Point-per-instance localization data
---
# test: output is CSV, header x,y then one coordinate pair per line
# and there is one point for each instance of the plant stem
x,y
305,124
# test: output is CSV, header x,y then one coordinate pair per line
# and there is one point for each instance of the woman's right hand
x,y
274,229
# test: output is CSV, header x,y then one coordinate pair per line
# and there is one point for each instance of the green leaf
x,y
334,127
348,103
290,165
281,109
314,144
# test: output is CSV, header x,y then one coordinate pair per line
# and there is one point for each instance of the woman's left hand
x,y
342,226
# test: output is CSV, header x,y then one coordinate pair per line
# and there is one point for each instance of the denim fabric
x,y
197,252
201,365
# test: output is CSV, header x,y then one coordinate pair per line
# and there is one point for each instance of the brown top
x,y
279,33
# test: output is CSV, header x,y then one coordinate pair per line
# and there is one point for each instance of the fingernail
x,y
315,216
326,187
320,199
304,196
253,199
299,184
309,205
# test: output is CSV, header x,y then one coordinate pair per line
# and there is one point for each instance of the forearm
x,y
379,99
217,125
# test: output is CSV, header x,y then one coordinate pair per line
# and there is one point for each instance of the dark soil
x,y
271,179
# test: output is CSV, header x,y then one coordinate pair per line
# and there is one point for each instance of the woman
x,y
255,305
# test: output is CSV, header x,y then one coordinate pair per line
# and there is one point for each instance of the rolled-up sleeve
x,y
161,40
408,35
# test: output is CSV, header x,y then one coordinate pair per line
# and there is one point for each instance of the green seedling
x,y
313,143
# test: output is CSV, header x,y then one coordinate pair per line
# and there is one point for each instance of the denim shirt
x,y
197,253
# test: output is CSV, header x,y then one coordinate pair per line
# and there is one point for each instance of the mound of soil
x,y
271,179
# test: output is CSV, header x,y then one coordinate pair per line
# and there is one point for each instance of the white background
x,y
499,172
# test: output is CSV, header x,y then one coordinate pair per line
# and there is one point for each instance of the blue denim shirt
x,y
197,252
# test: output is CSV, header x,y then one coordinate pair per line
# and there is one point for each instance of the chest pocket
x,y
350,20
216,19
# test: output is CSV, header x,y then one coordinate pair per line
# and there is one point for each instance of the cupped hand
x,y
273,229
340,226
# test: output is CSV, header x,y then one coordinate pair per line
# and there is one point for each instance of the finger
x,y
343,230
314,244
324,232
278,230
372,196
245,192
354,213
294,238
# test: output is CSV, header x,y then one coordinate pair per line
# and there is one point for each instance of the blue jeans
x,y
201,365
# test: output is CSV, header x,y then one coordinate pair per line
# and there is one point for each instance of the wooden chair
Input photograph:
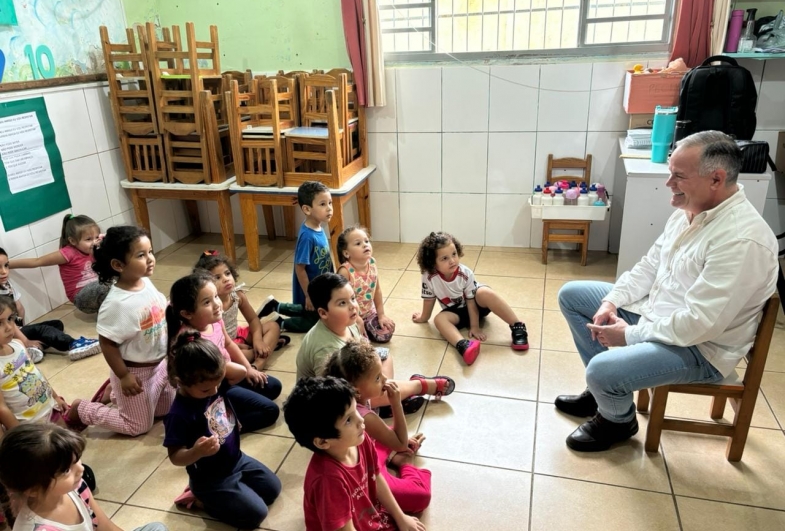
x,y
582,227
742,395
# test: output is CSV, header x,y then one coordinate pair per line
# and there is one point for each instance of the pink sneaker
x,y
469,349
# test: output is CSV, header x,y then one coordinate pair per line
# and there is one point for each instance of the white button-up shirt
x,y
703,283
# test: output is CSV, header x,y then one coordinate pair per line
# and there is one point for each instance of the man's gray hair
x,y
718,151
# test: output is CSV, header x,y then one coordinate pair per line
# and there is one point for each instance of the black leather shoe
x,y
599,434
582,405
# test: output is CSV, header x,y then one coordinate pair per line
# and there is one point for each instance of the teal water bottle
x,y
662,132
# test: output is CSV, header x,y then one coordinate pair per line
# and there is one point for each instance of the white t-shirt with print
x,y
136,321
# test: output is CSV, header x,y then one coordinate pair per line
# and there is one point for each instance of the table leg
x,y
140,209
192,208
227,224
269,221
250,220
364,205
288,223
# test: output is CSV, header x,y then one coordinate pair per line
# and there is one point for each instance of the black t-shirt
x,y
192,418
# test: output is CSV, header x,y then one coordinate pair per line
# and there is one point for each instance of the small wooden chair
x,y
582,227
742,395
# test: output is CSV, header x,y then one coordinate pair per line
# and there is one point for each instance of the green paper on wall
x,y
32,183
7,13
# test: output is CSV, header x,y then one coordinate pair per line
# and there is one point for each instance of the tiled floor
x,y
496,446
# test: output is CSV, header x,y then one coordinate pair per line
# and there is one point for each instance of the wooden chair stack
x,y
133,107
187,84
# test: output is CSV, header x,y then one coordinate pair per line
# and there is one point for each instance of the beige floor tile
x,y
498,332
81,379
498,371
776,358
517,292
561,373
556,334
479,430
702,515
168,480
559,503
409,286
509,265
698,468
773,386
129,517
567,265
288,379
624,465
552,287
401,310
503,496
286,514
697,407
121,464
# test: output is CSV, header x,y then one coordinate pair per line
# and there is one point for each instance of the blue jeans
x,y
613,375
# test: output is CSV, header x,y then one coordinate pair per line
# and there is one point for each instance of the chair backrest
x,y
569,163
756,358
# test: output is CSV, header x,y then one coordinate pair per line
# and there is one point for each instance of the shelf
x,y
756,55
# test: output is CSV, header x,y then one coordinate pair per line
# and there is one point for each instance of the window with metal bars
x,y
426,29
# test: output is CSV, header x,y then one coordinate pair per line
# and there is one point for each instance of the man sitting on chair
x,y
688,311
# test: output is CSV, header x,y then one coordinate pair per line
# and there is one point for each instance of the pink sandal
x,y
444,384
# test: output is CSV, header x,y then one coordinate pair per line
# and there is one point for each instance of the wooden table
x,y
250,196
189,194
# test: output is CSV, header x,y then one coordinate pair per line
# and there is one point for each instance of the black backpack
x,y
719,98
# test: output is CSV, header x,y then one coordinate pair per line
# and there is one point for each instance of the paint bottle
x,y
537,196
558,198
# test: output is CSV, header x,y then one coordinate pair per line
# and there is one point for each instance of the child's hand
x,y
391,390
476,333
207,446
130,385
410,523
387,324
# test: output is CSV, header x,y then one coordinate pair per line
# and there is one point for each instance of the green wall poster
---
> **WHAT TO WORK ON**
Here the job is to print all the data exactly, skipping any image.

> **OUTPUT BELOW**
# test: output is CSV, header x,y then one coordinate pair per line
# and there is one point for each instance of the plant stem
x,y
305,124
# test: output is CSV, header x,y then one coordinate pair per line
# and there is one point for each instance of the woman's right hand
x,y
274,229
# test: output is CSV, header x,y then one coordinate pair per line
# and there is one point for each instance of the green leaf
x,y
334,127
348,103
290,165
281,109
314,144
# test: output is CSV, header x,y then one coordinate pair per line
# and there is one point for each instance of the woman's left hand
x,y
342,226
# test: output is CSV, header x,y then one coordinate pair per line
# and there is one point for each instance of the denim fabric
x,y
197,252
201,365
# test: output is CSV, header x,y then one coordinate pair per line
# and there is one point for each instance of the brown top
x,y
279,33
# test: output is CSV, header x,y then one coordinate pair per line
# and there is one point for each instance of the fingernail
x,y
315,216
326,187
320,199
304,196
253,199
299,184
309,205
# test: output is CSV, header x,y then one coordinate pair per line
# and there is one point for each instance of the forearm
x,y
379,99
217,125
# test: output is CSV, header x,y then one coordinate pair per line
# and there is one point for each instance of the dark soil
x,y
271,179
# test: output is CSV, header x,y then one coordinate pair per line
# and there is one point for each instance of the woman
x,y
255,305
# test: output is CSV, header x,y then one coordinate pair per line
# and there is one point for each instance of the rolled-up sleeve
x,y
161,40
408,35
# test: output is CSV, header x,y then one coordinate pair per line
# and there is one point for each instance of the green seedling
x,y
313,143
# test: output is CSV, header x,y then one coordinate pair per line
# and there is one point for each instance of the denim shirt
x,y
197,253
# test: output is CSV, header x,y then one coordinate pair per line
# and there is one point for each instance of the mound of soil
x,y
271,179
# test: output is CSV, header x,y then one coordinate pair per line
# and there is one point for each instance of the white background
x,y
499,172
# test: output is CSV, header x,y then one coordinate pair per line
# and there is one point for each instance of the blue denim shirt
x,y
197,252
# test: output is CSV, header x,y then one coordinate pair per line
# and there is one point for each instance of the chest pocket
x,y
350,20
216,19
# test: output is CSV, header x,y then one coordinate pair per line
# and there is one point for each instance of the cupped hand
x,y
273,229
340,226
# test: output is CSV, header x,y then one coordinate pair per line
# and there is one point for each instance of the finger
x,y
343,230
314,244
324,232
278,230
372,196
245,192
354,213
294,238
# test: output is CSV, header x,y then one coordinate pair per line
# and there is one point for each instance of the blue jeans
x,y
201,365
# test: output is CSV, header x,y then one coordinate pair per line
# and there is one point for each instance of the wooden chair
Input photograph:
x,y
582,227
742,395
# test: output is CSV, header x,y then one coordinate pair per line
# and there is one point for each instance of the pink sneaker
x,y
469,349
# test: output is CSV, header x,y then one coordinate pair per line
# and there is one point for each instance of the white button-up shirt
x,y
703,283
# test: output is CSV, header x,y then one coordinate pair per line
# and there is one point for each instance of the man's gray hair
x,y
718,151
# test: output is CSV, header x,y then one coordinate pair per line
# and there is one point for each instance of the black leather shoe
x,y
599,434
582,405
# test: output is CSV, header x,y then one coordinate pair per line
# and there is one point for each instance of the teal water bottle
x,y
662,132
# test: output is CSV, header x,y then one coordinate pair per line
# and there is one point for each instance of the white t-shirt with print
x,y
136,321
# test: output is CSV, header x,y then one coordinate pair per line
# and there is one point for each instance of the table leg
x,y
140,209
192,208
227,224
269,221
250,220
364,205
288,223
# test: output is CSV, header x,y then one coordinate pair per line
# and there is one point for each instance of the black t-shirt
x,y
192,418
# test: output is CSV, header x,y then one coordinate pair per line
# and there is one point for each instance of the small wooden chair
x,y
582,227
742,395
# test: output is CSV, header x,y then one coordinate pair per line
# and there is one point for each instance of the green paper on wall
x,y
32,183
7,13
# test: output is CSV, header x,y then one coordinate pair per line
# and there is one point for each instance of the tiled floor
x,y
496,446
# test: output is CSV, header x,y then one coordinate pair per line
# and there is one point for each instance of the wooden chair stack
x,y
133,107
187,84
# test: output is CSV, header x,y then one coordinate pair per line
# and there is one point for each instance of the beige floor tile
x,y
498,332
81,379
498,371
776,358
517,292
561,373
556,334
479,430
702,515
168,480
559,503
409,286
509,265
698,468
773,386
129,517
567,265
288,379
624,465
552,287
401,310
503,496
286,514
697,407
121,464
# test: output is CSV, header x,y then one coordinate pair per line
# and there is one point for each instance of the blue jeans
x,y
613,375
# test: output is CSV, header x,y then one coordinate pair per line
# and there is one point for each instance of the chair backrest
x,y
569,163
756,358
# test: output is CSV, header x,y then one coordinate pair per line
# and there is one point for each instance of the shelf
x,y
756,55
# test: output is CSV, header x,y then one coordinate pair per line
# and there is one point for each instance of the window with metal bars
x,y
426,29
# test: output is CSV, header x,y then one coordinate pair per line
# and there is one point for each instance of the man sitting on chair
x,y
688,311
# test: output is CSV, header x,y then one coordinate pair per line
# and there is one point for each instance of the pink sandal
x,y
444,384
# test: output is CSV, header x,y then one coordinate pair per line
# and there is one point for each instance of the wooden table
x,y
250,196
189,194
# test: output is CSV, header x,y then one coordinate pair per line
# and there is one point for each instance of the black backpack
x,y
719,98
# test: output is CSV, header x,y then one coordinate pair per line
# and there is one point for each instance of the paint bottle
x,y
537,196
558,198
# test: output is CSV, header x,y then one coordinate pair per line
# and there is one point for each instance of the child's hand
x,y
391,390
476,333
207,446
130,385
410,523
387,324
# test: output is CSV, header x,y then one coordinate pair per line
# and there is one point for each instance of the green wall poster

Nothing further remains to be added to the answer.